FRAGMENTO DEL TEXTO:
Si la primera vez que la palabra revolución aparece en la Historia es de la mano de Copérmico, su máximo exponente en el ámbito sociopolitico llegará con la insurrección francesa de 1789.
El éxito obtenido por aquella ruptura con el orden establecido fue el modelo de muchos procesos posteriores.
Dicen que en la noche del 14 de julio de 1789, cuando el duque de La Rochefoucauld-Liancourt comunicó a Luis XVI la toma de la Bastilla por el pueblo de París, el Rey exclamó: "C'est une revolte!", a lo que Líancourt respondió: "Non, Sire, c'est une révolution", ¿Cómo podía el astuto duque saber que lo que estaba en juego era algo más de que una mera revuelta, y por qué merecía el apelativo de revolución?
¿Qué hay de distintivo en las revoluciones que las distinguen de las meras revueltas o rebeliones? A primera vista, la respuesta es simple. Una revolución se diferencia de cualquier otro proceso de cambio social en que, además de usar la violencia para alterar el orden político, introduce una fase de transformación radical mucho más trascendental que da inicio a una nueva era.
Lo revolucionario es así cualitativamente distinto de lo que siempre ha caracterizado al proceso de mutación o cambio social y político.
Sin embargo, lo curioso del caso y lo que lo diferencia de otros procesos similares es la elección, por parte de nuestro personaje, de un término relativamente nuevo que hasta entonces carecía de una semántica clara.

LISTADO:

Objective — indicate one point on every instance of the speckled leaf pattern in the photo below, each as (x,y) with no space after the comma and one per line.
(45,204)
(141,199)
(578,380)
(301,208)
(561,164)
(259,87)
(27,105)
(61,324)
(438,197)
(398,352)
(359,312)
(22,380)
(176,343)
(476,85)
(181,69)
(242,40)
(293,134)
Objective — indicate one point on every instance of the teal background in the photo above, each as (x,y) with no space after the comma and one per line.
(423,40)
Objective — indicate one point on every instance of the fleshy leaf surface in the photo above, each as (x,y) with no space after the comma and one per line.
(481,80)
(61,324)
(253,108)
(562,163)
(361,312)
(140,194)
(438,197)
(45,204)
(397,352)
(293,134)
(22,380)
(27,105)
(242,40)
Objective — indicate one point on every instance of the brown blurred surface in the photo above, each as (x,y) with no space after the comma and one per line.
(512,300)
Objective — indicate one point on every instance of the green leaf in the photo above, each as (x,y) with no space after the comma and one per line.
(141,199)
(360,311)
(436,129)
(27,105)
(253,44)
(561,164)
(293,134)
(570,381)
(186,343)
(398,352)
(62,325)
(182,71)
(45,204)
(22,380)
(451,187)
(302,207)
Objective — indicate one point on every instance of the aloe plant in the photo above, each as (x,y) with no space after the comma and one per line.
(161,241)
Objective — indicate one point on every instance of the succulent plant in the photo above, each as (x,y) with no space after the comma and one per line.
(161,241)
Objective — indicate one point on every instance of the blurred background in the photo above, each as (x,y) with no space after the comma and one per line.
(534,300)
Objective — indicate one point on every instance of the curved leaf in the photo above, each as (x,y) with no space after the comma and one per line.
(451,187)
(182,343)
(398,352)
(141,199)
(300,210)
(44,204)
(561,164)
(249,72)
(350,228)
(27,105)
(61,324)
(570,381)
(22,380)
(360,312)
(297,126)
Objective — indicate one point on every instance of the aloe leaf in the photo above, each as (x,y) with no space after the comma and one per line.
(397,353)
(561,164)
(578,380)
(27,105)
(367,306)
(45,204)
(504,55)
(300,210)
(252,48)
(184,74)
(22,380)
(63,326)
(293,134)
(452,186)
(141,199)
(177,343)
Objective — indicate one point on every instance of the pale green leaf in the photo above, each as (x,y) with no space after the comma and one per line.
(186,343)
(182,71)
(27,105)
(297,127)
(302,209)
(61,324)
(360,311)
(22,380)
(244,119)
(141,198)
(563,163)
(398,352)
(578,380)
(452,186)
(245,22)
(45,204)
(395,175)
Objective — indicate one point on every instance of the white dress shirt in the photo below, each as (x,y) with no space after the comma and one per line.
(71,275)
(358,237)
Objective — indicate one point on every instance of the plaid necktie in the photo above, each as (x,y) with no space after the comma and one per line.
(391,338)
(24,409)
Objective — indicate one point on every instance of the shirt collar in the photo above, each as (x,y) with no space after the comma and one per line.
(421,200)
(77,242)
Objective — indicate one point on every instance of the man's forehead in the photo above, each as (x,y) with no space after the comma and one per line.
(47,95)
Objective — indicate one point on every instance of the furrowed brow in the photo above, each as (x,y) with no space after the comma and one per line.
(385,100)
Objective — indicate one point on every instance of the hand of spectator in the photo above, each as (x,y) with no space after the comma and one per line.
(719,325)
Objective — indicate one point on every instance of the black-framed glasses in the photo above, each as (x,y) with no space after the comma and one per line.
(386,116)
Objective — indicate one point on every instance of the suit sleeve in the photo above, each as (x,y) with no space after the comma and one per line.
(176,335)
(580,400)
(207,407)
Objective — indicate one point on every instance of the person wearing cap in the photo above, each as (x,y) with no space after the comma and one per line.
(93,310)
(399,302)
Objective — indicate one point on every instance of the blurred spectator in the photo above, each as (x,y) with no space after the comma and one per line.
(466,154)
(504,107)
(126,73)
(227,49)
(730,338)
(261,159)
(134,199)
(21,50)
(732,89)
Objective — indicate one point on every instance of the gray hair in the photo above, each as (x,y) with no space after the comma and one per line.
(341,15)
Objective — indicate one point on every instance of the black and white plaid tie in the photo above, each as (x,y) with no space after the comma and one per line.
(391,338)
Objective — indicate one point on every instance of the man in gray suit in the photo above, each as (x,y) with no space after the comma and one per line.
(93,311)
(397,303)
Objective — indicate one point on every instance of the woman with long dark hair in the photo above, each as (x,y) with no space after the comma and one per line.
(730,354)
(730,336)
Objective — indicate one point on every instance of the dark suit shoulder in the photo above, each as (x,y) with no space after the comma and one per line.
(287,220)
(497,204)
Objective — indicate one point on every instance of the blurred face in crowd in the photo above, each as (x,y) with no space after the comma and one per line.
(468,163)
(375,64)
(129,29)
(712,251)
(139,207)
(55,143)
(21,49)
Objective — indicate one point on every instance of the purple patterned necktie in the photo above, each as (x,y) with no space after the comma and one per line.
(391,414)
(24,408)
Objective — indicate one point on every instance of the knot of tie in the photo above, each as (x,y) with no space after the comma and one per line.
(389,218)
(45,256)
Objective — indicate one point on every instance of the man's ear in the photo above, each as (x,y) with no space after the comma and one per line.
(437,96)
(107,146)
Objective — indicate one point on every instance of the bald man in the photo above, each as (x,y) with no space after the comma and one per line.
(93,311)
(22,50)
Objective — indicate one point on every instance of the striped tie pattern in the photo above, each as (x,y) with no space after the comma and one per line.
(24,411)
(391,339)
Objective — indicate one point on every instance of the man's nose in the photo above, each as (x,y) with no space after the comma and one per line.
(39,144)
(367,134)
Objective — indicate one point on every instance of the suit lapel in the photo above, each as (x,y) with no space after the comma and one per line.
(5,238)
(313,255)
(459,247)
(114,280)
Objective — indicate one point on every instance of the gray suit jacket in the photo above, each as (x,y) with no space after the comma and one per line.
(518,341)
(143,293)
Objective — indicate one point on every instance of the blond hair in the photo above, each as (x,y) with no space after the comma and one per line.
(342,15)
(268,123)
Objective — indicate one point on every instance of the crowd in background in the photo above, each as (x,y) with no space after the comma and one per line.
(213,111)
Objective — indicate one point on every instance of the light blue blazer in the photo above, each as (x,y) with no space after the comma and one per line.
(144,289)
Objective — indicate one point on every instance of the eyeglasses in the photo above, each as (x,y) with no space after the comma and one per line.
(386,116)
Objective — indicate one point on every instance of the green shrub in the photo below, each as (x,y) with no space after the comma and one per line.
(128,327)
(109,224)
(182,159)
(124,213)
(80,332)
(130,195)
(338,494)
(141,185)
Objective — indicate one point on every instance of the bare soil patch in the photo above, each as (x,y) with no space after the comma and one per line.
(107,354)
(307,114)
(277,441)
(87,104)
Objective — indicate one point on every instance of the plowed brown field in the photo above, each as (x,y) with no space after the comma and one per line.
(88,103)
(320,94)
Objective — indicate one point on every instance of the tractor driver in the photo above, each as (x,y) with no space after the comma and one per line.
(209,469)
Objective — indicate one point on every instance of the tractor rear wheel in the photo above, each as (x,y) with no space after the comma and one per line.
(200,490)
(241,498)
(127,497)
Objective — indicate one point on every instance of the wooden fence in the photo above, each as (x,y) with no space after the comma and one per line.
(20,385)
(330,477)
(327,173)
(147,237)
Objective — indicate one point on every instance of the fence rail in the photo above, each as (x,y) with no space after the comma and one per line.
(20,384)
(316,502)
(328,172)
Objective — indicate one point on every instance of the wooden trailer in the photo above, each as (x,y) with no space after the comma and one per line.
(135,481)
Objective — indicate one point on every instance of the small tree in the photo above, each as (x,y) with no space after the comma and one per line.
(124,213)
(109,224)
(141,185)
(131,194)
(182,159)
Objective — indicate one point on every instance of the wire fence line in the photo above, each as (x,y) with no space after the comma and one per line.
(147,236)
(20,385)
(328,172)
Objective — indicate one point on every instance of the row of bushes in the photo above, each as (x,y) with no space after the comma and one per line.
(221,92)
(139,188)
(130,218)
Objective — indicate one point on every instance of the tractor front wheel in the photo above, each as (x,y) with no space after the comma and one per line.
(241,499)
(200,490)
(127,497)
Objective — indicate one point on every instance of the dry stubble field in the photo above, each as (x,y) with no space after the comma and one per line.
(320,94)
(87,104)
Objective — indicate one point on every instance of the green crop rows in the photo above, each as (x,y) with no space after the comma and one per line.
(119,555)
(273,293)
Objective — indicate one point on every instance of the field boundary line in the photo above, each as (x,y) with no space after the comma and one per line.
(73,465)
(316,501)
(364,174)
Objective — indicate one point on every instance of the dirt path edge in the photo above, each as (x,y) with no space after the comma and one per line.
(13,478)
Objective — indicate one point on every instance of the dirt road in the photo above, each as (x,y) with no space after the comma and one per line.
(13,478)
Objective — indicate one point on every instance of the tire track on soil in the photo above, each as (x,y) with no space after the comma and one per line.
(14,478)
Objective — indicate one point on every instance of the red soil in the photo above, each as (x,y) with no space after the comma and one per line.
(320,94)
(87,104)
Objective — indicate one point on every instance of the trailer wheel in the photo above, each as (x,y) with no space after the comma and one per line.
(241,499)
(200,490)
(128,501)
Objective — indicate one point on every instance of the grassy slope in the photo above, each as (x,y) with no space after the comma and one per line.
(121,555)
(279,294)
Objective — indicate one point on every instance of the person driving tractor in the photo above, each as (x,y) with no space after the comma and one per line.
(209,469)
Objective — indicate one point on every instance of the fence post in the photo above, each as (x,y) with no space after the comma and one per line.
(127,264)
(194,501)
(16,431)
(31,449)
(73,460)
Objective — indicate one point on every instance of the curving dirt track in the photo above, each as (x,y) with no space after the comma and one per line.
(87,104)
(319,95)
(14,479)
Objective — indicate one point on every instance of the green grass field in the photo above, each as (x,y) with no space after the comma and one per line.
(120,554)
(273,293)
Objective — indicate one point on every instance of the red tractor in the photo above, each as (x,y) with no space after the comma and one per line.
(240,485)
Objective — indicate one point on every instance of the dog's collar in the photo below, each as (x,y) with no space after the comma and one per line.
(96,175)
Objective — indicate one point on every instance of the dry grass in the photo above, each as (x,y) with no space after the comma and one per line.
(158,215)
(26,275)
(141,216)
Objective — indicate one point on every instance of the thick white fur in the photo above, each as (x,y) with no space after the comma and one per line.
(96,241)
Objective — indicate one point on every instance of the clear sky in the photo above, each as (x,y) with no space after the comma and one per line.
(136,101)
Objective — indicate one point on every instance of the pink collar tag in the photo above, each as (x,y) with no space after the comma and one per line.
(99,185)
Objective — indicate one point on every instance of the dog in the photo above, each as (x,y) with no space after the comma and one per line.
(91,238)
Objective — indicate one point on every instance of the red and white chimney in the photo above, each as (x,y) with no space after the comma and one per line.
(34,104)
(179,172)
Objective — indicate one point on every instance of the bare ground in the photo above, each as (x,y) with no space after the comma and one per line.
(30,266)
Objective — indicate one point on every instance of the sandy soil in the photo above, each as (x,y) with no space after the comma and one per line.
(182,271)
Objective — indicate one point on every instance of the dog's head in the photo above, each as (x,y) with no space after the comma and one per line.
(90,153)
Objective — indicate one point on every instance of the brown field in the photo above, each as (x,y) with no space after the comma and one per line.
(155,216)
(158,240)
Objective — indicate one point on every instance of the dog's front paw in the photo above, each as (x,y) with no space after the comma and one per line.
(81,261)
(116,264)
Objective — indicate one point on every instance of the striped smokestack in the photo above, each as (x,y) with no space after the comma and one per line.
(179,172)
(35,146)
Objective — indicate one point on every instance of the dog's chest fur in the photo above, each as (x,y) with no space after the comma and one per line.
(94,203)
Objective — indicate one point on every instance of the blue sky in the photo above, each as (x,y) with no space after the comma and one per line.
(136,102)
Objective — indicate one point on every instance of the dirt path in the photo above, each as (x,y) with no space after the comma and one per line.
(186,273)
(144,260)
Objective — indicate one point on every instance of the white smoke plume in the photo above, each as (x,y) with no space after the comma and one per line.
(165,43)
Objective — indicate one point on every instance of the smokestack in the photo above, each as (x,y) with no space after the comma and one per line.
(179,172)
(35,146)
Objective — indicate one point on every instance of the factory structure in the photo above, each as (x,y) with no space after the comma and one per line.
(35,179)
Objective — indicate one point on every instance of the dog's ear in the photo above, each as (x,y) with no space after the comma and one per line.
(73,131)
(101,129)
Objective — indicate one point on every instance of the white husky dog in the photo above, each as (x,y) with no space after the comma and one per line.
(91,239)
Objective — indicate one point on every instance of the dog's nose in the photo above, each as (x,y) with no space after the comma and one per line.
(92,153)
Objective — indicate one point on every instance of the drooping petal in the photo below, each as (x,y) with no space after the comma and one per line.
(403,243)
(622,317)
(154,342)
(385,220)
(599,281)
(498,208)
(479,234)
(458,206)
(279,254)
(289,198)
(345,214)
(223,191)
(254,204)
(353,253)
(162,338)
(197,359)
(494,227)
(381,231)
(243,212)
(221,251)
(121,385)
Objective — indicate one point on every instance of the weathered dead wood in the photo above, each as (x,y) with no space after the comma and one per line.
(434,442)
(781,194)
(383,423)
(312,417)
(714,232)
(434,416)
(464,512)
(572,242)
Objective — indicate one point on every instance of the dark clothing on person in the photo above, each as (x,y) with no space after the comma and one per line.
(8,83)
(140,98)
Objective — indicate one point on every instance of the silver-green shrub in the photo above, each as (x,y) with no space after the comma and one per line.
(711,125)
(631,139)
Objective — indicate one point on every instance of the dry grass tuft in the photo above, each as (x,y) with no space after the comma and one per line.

TAREAS:
[1] Indica cuántas líneas del listado contienen la palabra "blue". Responde solo con la cifra.
[2] Prosigue el texto sobre la revolución a partir de su última oración.

RESPUESTAS:
[1] 2

[2]
El origen del vocablo revolución hay que retrotraerlo a la obra del astrónomo nicolás Copérnico (1473-1543) De revolutionibus orbium celestium. En sus páginas se refería al movimiento rotatorio de las estrellas, sujeto a las leyes de la naturaleza; un movimiento de carácter irresistible y ajeno a la acción del hombre.
Según la politóloga alemana Hannah Arendt (1906-1975),revolución equivalía en gran medida a la palabra griega anacyclosis, con origen también en la astronomía, y que fue empleada por Polibio para aludir al inexorable paso de distintos ciclos políticos.Según las propias palabras de Arendt, venía a significar "que las pocas formas de gobierno conocidas giran entre los mortales en una ocurrencia eterna y con la misma fuerza irresistible con que las estrellas siguen su camino preordenado en el firmamento".
Sin embargo, poco a poco, el término fue dando paso a un sentido bien distinto.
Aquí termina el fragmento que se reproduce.